SELECTED TEXT -

# Skiptooth chain lube question



## Ernbar (Oct 30, 2020)

Got my skiptooth chain cleaned up so which lubricant to use? Read about using 30w motor oil or are the modern dry lubricants better?


----------



## srfndoc (Oct 30, 2020)

I use White Lighting Epic Ride.



			Amazon.com


----------



## SKPC (Oct 30, 2020)

I am a *big advocate *of this one....synthetic and smelly but lasts many rides longer than most lubes I have tried...





https://rover.ebay.com/rover/1/711-...0001&campid=5335809022&icep_item=253322137176

Unfortunately not cheap...  but....well worth it.


----------



## SirMike1983 (Oct 30, 2020)

WHAT THIS EXERCISE ASKS -
**1.** Name every user who posted in the skiptooth chain lube thread.
**2.** Rewrite the part of the skiptooth chain lube thread that begins at the words "## Ernbar (Oct" and stops after "dry lubricants better?", putting "chain oil" where "motor oil" stands.
**3.** Write the next part of the skiptooth chain lube thread, picking up after its last line.

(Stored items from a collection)

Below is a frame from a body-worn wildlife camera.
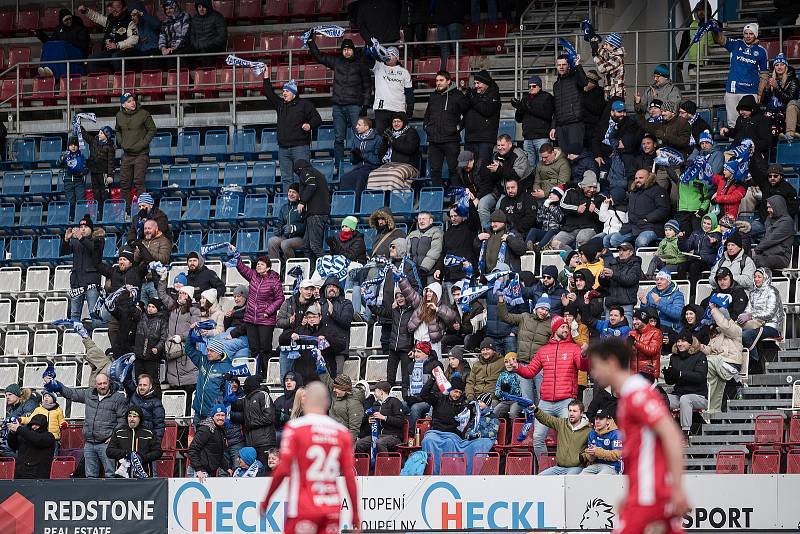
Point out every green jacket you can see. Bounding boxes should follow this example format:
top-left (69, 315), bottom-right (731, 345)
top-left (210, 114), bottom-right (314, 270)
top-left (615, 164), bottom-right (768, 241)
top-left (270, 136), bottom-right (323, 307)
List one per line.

THE RESULTS -
**1.** Ernbar, srfndoc, SKPC, SirMike1983

**2.**
## Ernbar (Oct 30, 2020)

Got my skiptooth chain cleaned up so which lubricant to use? Read about using 30w chain oil or are the modern dry lubricants better?

**3.**
For general purpose riding in reasonable conditions, light oil like 20 weight will work; 30-weight medium oil will work; modern synthetic chain lubes will also work. That all works, you just have to be reasonable about maintenance. Don't go really heavy or really thin with the oil. Don't try ultra heavy, syrupy oil and don't use WD-40 as a lube, for example. It needs to be thick enough to not all fly off or drain out, and it needs to be thin enough to get into the chain joints. More importantly keep the chain clean. Wipe down and brush-out after you go through a lot of sand. Wipe down and brush out if you start to notice build-up on the chain and the gear teeth.  Clean the drive train at the end of the riding season so it will be ready for next season, etc. Check the chain and gear teeth for wear every so often. The modern stuff is great, but medium oil will work fine too.


----------



## Ernbar (Oct 30, 2020)

Thanks for all the suggestions. This is my first skiptooth equipped bike and did not want to mess it up.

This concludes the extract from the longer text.